**WHAT THE TASK ASKS**: Render the material as a Markdown table with the columns Row and Text. Start at the line containing "In this picture, where can the brass chandelier" and continue through the last line of the material, numbering each line and leaving out blank lines.

**DATA**:
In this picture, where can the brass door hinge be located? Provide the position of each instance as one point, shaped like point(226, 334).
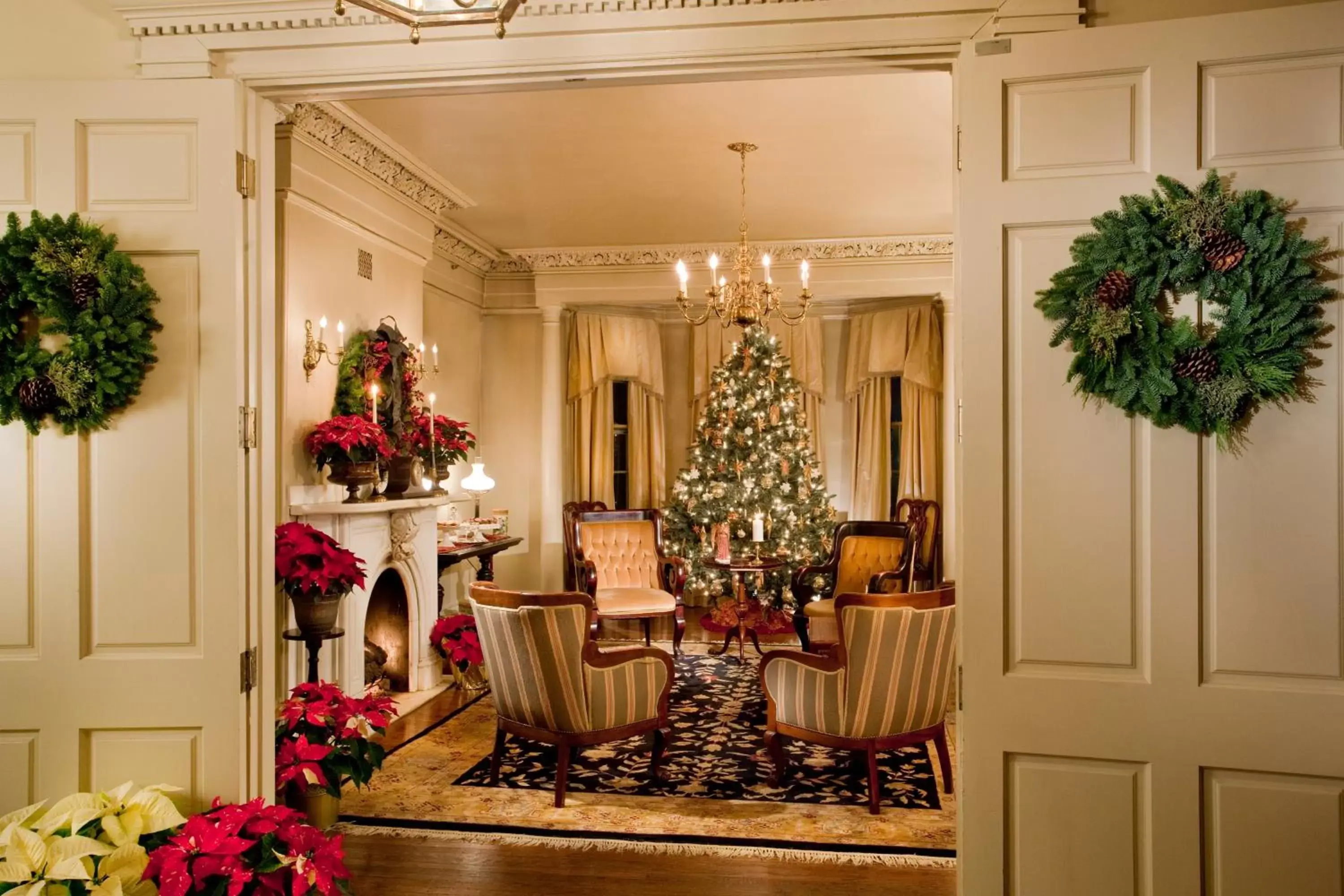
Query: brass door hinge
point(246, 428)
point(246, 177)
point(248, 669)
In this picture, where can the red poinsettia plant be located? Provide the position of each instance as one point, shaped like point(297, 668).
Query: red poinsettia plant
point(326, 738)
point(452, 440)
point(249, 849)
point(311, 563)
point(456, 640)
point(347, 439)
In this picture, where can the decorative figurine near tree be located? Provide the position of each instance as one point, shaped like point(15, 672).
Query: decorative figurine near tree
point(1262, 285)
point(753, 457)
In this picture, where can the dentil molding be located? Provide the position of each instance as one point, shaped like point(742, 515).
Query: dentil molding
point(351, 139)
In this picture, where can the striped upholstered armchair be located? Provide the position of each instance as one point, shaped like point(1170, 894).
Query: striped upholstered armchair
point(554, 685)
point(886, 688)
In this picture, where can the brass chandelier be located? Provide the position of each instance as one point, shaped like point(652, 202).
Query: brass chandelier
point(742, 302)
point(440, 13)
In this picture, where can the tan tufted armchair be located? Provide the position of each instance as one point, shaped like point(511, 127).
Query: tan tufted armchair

**WRITTEN ANSWER**:
| Row | Text |
|---|---|
| 1 | In this picture, where can the brass chandelier be located? Provide the position of each instance as one point, shaped like point(652, 202). |
| 2 | Query: brass chandelier |
| 3 | point(742, 302) |
| 4 | point(440, 13) |
| 5 | In this picture, where can the tan tufted armchair be located? Provide the position of each instance as one point, shaped like point(511, 127). |
| 6 | Query: tan tufted armchair |